- **What you will do**: Each line shown below should be copied exactly.

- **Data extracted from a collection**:
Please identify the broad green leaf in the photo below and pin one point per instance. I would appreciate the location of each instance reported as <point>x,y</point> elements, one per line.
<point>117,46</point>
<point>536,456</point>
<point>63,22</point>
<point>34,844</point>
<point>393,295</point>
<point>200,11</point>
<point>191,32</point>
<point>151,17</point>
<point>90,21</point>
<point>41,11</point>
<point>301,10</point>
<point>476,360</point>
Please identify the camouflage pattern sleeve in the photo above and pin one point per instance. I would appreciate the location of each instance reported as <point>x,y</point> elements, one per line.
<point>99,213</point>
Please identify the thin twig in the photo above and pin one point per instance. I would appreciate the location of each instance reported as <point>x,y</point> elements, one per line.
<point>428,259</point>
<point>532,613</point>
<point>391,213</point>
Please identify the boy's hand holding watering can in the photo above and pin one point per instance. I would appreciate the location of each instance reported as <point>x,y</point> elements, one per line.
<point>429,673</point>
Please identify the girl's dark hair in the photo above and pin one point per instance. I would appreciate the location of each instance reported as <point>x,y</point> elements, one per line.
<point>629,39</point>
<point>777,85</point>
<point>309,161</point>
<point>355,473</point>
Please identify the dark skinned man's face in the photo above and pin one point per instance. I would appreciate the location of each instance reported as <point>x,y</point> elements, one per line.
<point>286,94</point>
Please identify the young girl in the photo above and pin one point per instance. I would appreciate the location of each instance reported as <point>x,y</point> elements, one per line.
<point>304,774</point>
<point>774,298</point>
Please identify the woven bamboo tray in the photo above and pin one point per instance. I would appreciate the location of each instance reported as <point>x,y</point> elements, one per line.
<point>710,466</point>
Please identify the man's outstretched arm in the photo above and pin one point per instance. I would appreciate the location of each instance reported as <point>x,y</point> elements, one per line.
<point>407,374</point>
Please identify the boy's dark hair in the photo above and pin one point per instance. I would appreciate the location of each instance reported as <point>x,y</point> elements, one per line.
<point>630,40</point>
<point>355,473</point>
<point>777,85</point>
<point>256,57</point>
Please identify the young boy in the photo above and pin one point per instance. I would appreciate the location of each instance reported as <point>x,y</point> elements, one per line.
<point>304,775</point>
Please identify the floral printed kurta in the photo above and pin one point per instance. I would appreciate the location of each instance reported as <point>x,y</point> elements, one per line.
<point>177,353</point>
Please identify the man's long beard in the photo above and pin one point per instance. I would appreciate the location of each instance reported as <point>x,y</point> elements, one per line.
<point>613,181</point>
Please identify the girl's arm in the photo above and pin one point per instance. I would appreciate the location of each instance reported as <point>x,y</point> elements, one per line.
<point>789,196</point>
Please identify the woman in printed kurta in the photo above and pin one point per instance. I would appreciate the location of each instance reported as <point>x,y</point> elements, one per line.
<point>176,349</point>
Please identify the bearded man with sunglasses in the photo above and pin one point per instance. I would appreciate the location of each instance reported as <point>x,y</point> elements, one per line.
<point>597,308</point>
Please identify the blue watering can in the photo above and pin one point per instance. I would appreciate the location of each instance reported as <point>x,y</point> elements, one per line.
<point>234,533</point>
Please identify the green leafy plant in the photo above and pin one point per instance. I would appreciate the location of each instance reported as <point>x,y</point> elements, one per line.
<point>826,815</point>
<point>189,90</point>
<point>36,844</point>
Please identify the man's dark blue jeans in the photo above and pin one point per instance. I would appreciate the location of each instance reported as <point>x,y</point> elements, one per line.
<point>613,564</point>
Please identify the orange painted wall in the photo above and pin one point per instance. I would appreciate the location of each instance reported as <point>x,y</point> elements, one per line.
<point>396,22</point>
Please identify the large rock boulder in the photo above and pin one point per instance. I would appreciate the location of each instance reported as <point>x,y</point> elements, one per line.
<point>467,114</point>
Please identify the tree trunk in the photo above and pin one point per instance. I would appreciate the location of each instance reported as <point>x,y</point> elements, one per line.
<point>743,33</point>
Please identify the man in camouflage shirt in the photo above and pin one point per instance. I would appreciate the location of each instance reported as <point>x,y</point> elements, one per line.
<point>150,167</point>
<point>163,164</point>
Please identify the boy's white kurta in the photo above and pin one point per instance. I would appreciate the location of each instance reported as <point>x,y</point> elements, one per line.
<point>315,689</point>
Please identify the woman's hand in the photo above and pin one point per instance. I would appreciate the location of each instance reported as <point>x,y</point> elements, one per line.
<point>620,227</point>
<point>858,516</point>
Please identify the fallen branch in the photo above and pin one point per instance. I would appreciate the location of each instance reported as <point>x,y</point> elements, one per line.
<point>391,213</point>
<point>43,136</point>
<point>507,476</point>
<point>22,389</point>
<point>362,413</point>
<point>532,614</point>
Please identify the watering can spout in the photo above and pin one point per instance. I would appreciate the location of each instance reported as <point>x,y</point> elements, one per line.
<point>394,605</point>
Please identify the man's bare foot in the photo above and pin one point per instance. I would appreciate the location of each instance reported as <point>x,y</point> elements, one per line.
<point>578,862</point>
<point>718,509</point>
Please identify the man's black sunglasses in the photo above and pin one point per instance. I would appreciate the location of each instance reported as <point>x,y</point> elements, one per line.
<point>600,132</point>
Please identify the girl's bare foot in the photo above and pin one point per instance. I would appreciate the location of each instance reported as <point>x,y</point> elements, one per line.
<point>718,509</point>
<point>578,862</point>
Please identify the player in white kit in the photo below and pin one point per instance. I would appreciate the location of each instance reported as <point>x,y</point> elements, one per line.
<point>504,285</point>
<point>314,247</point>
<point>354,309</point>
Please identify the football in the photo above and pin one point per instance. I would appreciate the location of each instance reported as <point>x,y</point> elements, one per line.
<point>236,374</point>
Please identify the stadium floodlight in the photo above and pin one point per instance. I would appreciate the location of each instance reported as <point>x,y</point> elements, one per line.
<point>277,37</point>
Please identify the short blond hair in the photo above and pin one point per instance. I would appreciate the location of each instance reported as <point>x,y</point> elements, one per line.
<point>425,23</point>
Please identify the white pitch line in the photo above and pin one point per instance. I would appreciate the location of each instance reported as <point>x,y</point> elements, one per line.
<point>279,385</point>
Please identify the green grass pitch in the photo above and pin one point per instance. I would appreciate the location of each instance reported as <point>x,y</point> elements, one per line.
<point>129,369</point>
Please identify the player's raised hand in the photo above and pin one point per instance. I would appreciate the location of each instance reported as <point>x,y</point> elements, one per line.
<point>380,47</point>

- **Task solution**:
Please identify the broad green leaf in the photo below and pin one point per instance. I would appreciate the location of each instance reported as <point>x,y</point> elements, one per line.
<point>117,46</point>
<point>536,456</point>
<point>63,22</point>
<point>34,844</point>
<point>393,295</point>
<point>200,11</point>
<point>191,32</point>
<point>151,17</point>
<point>90,21</point>
<point>41,11</point>
<point>301,10</point>
<point>476,360</point>
Please identify the camouflage pattern sleeve in the photo above and pin one point per instance. I would appreciate the location of each instance reported as <point>x,y</point> elements, one per line.
<point>99,213</point>
Please identify the thin twig in the photo above and pin one point per instance. I would appreciate the location of each instance reported as <point>x,y</point> elements, one per line.
<point>428,259</point>
<point>532,613</point>
<point>391,213</point>
Please identify the boy's hand holding watering can in the photo above and pin one point per instance. I would appreciate the location of each instance reported as <point>x,y</point> elements, one per line.
<point>429,673</point>
Please identify the girl's dark hair in the photo above and pin one point per instance. I would appreciate the location of each instance reported as <point>x,y</point> elements, one per line.
<point>629,39</point>
<point>777,85</point>
<point>309,161</point>
<point>355,473</point>
Please identify the dark skinned man's face in the photo above and pin one point per instance. I would appreciate the location of each instance reported as <point>x,y</point> elements, one per line.
<point>286,94</point>
Please identify the young girl in the photo above and pin one point per instance. I would appreciate the location of each instance reported as <point>x,y</point> elements, one per line.
<point>304,774</point>
<point>774,298</point>
Please identify the woven bamboo tray in the photo above and pin one point per instance. I would appreciate the location of each instance reported as <point>x,y</point> elements, one per line.
<point>710,466</point>
Please identify the man's outstretched arm in the photo above and pin one point per instance. I would appreciate the location of each instance reported as <point>x,y</point> elements, one per line.
<point>407,374</point>
Please identify the boy's dark hair in the photo above and pin one point per instance. I would appreciate the location of each instance reported as <point>x,y</point> elements, one per line.
<point>630,40</point>
<point>355,473</point>
<point>777,85</point>
<point>256,57</point>
Please identify the young boy in the photo above and pin one point per instance. I would appreciate the location of each instance reported as <point>x,y</point> elements, one per line.
<point>304,775</point>
Please identify the floral printed kurta in the photo above and pin one point per instance. I would appreciate the location of each instance reported as <point>x,y</point> elements, one per line.
<point>177,353</point>
Please identify the man's long beard in the photo above and pin one point per instance. I would appreciate the location of each instance reported as <point>x,y</point> elements, one per line.
<point>613,181</point>
Please identify the girl's arm in the photo above and pin one point per instance. I would appreciate the location of each instance reported as <point>x,y</point> elements, one per line.
<point>789,196</point>
Please identify the woman in printed kurta in the photo above and pin one point per instance. I would appreciate the location of each instance reported as <point>x,y</point> elements, one per line.
<point>176,349</point>
Please identify the bearded man with sunglasses in the photo above and pin one point per instance. I would appreciate the location of each instance reported as <point>x,y</point> elements, one per line.
<point>597,308</point>
Please identify the blue watering can in the photo above and pin one point per instance. I would appreciate the location of each instance reported as <point>x,y</point> elements, one per line.
<point>234,533</point>
Please identify the green leafy plant in the photo above and pin one point per instance. I would appreciate the location of each instance reported as <point>x,y</point> elements, one per line.
<point>826,815</point>
<point>189,90</point>
<point>36,844</point>
Please identify the man's dark blue jeans in the photo above and pin one point per instance. I would appreciate the location of each instance reported as <point>x,y</point> elements, one per line.
<point>613,564</point>
Please identify the orange painted wall in the photo above and pin one point per instance. I would appreciate the location of each instance reported as <point>x,y</point> elements, one per line.
<point>396,22</point>
Please identify the large rock boulder in the photo above and pin one point per instance. I would appreciate the location of each instance reported as <point>x,y</point> elements, one per line.
<point>467,114</point>
Please identify the tree trunk in the photo above and pin one point per instance. I would appreciate the location of each instance reported as <point>x,y</point> elements, one per line.
<point>743,33</point>
Please identify the man in camouflage shirt in the photo above and pin one point per instance. I would appreciate the location of each instance reported as <point>x,y</point> elements, one per line.
<point>150,167</point>
<point>163,164</point>
Please identify the boy's white kurta in the photo above and pin one point per instance. I would appreciate the location of each instance reported as <point>x,y</point> elements, one per line.
<point>315,689</point>
Please identify the woman's hand in the photo above and pin one point per instance. I would appreciate the location of each instance reported as <point>x,y</point> elements, one per line.
<point>620,227</point>
<point>858,516</point>
Please identify the fallen branch in the photo above and pin one point per instance. I would appreciate the location of each instance reported as <point>x,y</point> elements, one per line.
<point>391,213</point>
<point>43,136</point>
<point>507,476</point>
<point>22,389</point>
<point>362,413</point>
<point>532,614</point>
Please identify the watering can spout in the photo above and pin one point per instance. I would appreciate the location of each instance reported as <point>x,y</point> elements, one per line.
<point>394,605</point>
Please identify the man's bare foot in the photo above and pin one point per instance. I would appreciate the location of each instance reported as <point>x,y</point> elements, one per line.
<point>578,862</point>
<point>718,509</point>
Please identify the man's black sunglasses in the photo above and pin one point per instance. I would appreciate the location of each instance reported as <point>x,y</point> elements, one per line.
<point>600,132</point>
Please identify the girl's bare foot in the photo above and pin one point per instance. I would appreciate the location of each instance reported as <point>x,y</point> elements, one per line.
<point>718,509</point>
<point>578,862</point>
Please identify the player in white kit in the photo below and pin one point per instance. I would appreciate the location of each instance reported as <point>x,y</point> elements, one per line.
<point>504,285</point>
<point>314,247</point>
<point>354,309</point>
Please identify the football in the photo above and pin one point per instance. I would appreciate the location of each instance reported as <point>x,y</point> elements, one per line.
<point>236,374</point>
Please identify the stadium floodlight in the photo above and pin one point per instance. I would appreciate the location of each instance reported as <point>x,y</point> elements, one per line.
<point>277,37</point>
Please identify the short blond hair in the photo above and pin one point per instance. I would appreciate the location of each instance reported as <point>x,y</point> elements, one per line.
<point>425,23</point>
Please identify the white pitch line in the photo above and pin one point per instance. I would appreciate the location of each instance reported as <point>x,y</point> elements, one per line.
<point>279,385</point>
Please identify the green grass pitch in the photo above and pin one point per instance. I would appreciate the location of each instance reported as <point>x,y</point> elements, one per line.
<point>129,369</point>
Please identify the player's raised hand in the photo above and pin one point per instance. I would appreciate the location of each instance reported as <point>x,y</point> elements, one per line.
<point>380,47</point>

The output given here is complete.